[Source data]
----

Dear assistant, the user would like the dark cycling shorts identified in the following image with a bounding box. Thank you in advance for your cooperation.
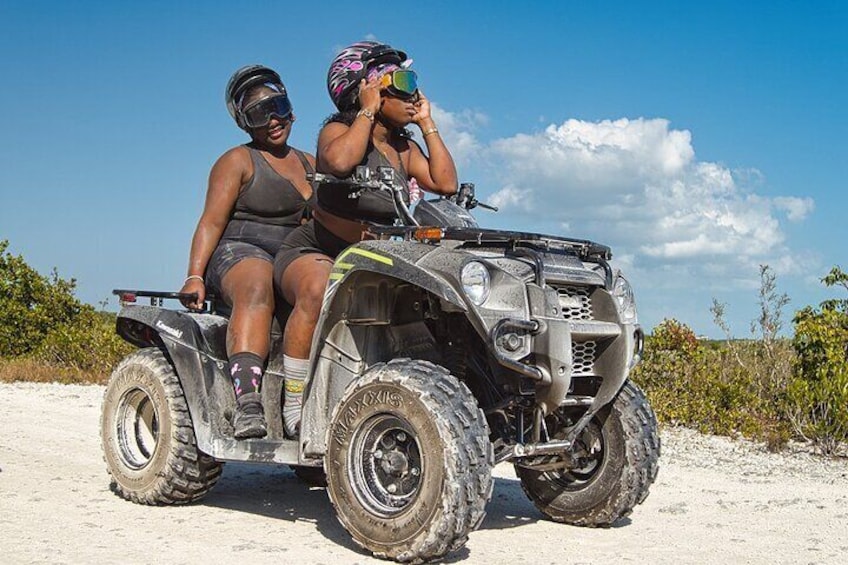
[274,219,352,285]
[206,240,274,297]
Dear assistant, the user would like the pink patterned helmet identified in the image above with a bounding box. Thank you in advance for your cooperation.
[327,41,407,111]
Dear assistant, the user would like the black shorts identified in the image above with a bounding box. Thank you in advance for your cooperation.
[274,219,352,285]
[205,240,274,298]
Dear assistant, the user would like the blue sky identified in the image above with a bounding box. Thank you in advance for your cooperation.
[0,0,848,336]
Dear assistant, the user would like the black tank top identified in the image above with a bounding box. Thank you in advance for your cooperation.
[221,145,315,255]
[316,143,409,225]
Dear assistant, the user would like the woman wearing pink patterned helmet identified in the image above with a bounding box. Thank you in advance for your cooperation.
[274,41,457,434]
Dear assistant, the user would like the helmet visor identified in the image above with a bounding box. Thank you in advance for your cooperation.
[242,94,292,128]
[380,70,418,98]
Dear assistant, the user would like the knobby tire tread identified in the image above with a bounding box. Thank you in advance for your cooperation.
[101,348,223,506]
[328,359,494,564]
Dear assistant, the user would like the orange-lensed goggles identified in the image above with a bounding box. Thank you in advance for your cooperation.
[380,69,418,98]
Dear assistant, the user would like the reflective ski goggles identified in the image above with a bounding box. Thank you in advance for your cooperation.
[241,94,292,128]
[380,69,418,98]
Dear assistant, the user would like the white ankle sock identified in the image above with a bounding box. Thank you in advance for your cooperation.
[283,355,309,437]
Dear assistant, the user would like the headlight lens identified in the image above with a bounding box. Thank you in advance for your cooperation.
[612,273,638,324]
[460,261,492,306]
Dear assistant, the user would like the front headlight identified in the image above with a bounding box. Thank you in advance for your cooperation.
[459,261,492,306]
[612,273,638,324]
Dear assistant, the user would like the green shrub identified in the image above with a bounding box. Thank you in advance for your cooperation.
[0,240,132,382]
[788,267,848,454]
[0,240,83,358]
[633,320,789,447]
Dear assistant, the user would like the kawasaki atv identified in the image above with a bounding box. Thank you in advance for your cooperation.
[101,168,660,562]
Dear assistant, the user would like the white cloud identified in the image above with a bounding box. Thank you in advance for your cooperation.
[774,196,815,222]
[430,101,488,166]
[434,107,814,296]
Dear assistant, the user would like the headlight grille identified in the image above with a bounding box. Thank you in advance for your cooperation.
[557,286,592,320]
[571,340,597,376]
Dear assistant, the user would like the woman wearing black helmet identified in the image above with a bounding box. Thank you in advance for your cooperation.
[274,41,457,434]
[181,65,315,439]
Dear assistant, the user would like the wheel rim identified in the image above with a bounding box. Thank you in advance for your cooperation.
[348,414,424,518]
[116,388,159,470]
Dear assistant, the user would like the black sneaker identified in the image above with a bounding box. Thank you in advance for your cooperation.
[233,392,268,439]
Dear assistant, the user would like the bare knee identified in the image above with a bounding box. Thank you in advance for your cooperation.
[233,279,274,310]
[294,271,327,317]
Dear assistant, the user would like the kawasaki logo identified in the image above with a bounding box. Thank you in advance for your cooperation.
[156,320,183,339]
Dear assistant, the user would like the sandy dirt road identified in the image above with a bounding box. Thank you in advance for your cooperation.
[0,384,848,565]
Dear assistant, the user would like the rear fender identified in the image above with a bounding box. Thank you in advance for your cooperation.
[116,306,235,456]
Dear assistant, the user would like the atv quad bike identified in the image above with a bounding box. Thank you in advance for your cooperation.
[101,168,660,562]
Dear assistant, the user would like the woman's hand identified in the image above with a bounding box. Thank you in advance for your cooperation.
[180,277,206,310]
[412,90,432,124]
[359,78,381,114]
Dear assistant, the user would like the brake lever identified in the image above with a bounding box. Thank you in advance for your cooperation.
[468,198,498,212]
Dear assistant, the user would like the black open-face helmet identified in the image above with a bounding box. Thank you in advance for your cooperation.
[327,41,407,111]
[224,65,292,131]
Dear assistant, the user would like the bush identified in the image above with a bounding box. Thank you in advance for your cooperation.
[633,320,789,448]
[0,240,132,382]
[0,240,83,358]
[788,267,848,454]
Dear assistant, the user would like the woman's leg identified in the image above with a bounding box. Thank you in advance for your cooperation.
[221,258,274,439]
[280,253,333,437]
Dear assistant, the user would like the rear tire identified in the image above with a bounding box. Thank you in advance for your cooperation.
[326,359,494,563]
[515,381,660,527]
[100,347,223,505]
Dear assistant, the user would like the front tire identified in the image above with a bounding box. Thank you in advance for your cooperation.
[325,360,494,563]
[515,381,660,527]
[100,347,223,505]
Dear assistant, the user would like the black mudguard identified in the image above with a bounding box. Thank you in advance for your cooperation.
[117,305,299,464]
[301,241,468,457]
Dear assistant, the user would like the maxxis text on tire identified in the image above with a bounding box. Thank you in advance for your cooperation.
[325,359,494,563]
[100,347,223,505]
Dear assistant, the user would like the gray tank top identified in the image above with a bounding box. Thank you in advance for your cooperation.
[317,144,409,226]
[221,145,315,255]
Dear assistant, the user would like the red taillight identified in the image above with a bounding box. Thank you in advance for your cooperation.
[120,292,136,306]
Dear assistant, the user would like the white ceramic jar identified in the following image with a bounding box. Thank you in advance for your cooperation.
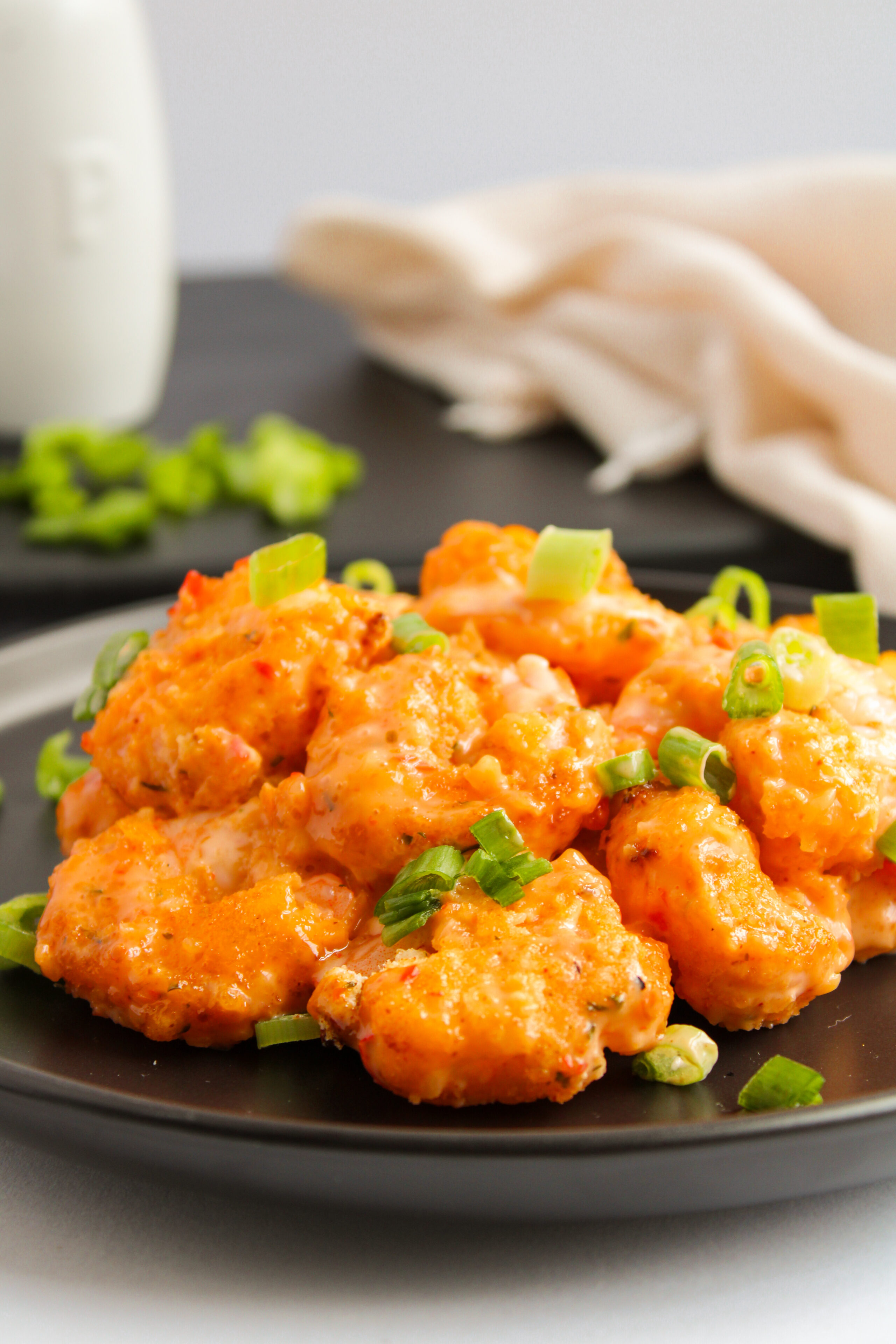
[0,0,176,434]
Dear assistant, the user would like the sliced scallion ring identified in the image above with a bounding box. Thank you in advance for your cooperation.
[392,611,449,653]
[631,1023,719,1087]
[525,527,612,602]
[721,640,784,719]
[255,1012,321,1050]
[737,1055,825,1110]
[343,560,395,593]
[594,749,657,798]
[813,593,880,663]
[768,625,830,714]
[0,891,47,974]
[657,728,737,802]
[709,565,771,630]
[248,532,327,608]
[685,593,740,630]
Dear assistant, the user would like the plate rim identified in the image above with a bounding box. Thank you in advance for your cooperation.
[0,583,896,1157]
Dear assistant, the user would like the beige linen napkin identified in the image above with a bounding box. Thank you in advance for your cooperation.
[286,157,896,611]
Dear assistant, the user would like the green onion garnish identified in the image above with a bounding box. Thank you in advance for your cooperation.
[525,527,612,602]
[876,821,896,863]
[685,593,739,630]
[34,728,90,802]
[594,749,657,798]
[737,1055,825,1110]
[71,630,149,720]
[721,640,784,719]
[470,808,525,863]
[631,1023,719,1087]
[463,849,523,906]
[768,625,830,714]
[373,844,463,947]
[248,532,327,606]
[392,611,449,653]
[0,891,47,974]
[709,565,771,630]
[657,728,737,802]
[811,593,880,663]
[343,560,395,593]
[255,1012,321,1050]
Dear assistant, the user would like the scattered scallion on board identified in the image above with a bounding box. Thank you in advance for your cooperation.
[657,728,737,802]
[0,891,47,974]
[594,747,657,798]
[631,1023,719,1087]
[34,728,90,802]
[737,1055,825,1110]
[255,1012,321,1050]
[813,593,880,663]
[71,630,149,722]
[525,527,612,602]
[721,640,784,719]
[0,415,363,551]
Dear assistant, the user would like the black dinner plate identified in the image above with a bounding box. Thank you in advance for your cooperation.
[0,573,896,1218]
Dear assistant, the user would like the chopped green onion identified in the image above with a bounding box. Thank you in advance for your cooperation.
[21,489,156,551]
[737,1055,825,1110]
[525,527,612,602]
[255,1012,321,1050]
[657,728,737,802]
[631,1023,719,1087]
[721,640,784,719]
[768,625,830,714]
[0,891,47,974]
[392,611,449,653]
[343,560,395,593]
[71,630,149,720]
[34,728,90,802]
[378,844,463,898]
[685,594,740,630]
[373,890,442,947]
[709,565,771,630]
[470,808,525,863]
[876,821,896,863]
[813,593,880,663]
[463,849,523,906]
[594,749,657,798]
[248,532,327,606]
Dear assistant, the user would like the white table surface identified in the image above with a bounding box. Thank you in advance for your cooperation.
[0,1140,896,1344]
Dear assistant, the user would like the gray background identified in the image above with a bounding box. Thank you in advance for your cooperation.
[144,0,896,273]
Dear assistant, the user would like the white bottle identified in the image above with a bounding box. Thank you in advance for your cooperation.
[0,0,176,434]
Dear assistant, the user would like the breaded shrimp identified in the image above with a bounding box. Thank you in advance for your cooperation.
[606,786,853,1029]
[306,634,612,886]
[56,766,132,853]
[83,560,410,814]
[309,849,672,1106]
[35,776,369,1046]
[418,523,686,704]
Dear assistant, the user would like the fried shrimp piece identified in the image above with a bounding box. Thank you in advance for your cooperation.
[418,523,686,704]
[719,704,880,880]
[35,776,369,1046]
[56,766,132,853]
[610,643,731,757]
[306,636,612,884]
[309,849,672,1106]
[83,560,410,814]
[606,786,853,1031]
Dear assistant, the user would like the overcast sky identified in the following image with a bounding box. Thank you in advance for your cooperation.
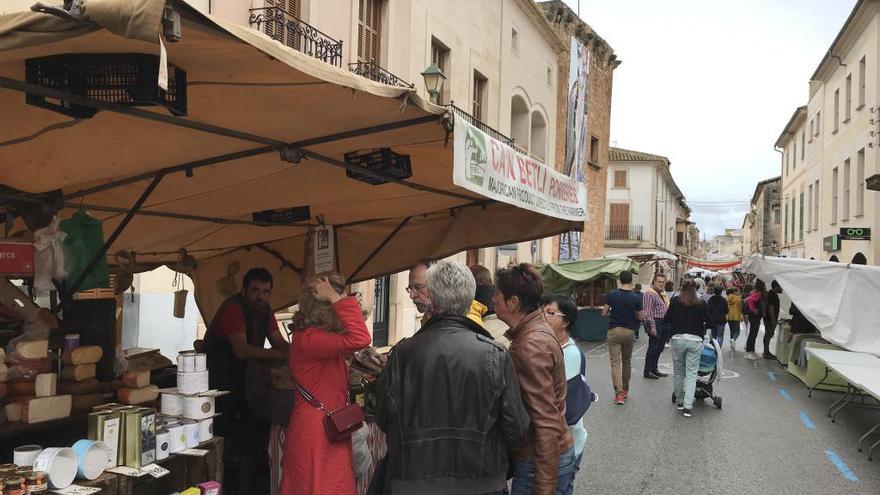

----

### OBJECTIVE
Gather every line of the data that contains the word "woman", counting only matches in the same case.

### ANSWER IN FULL
Dear assistant, the user would like the woman wearing pink patterned helmet identified in the image above with a bounding box. Thank you in advance for your cooperation.
Dear assistant, the user would like the woman wearing black helmet identified in the image above with a bounding box. Thank you in advance for your cooperation.
Dear assistant, the user would like the woman's hand identified in the image above with a bounding box. Thank you in advance for your cooperation.
Dear assistant, the user would like the woman's leg identified in the image above with a bounding box. Thank you in advance for your cooperation.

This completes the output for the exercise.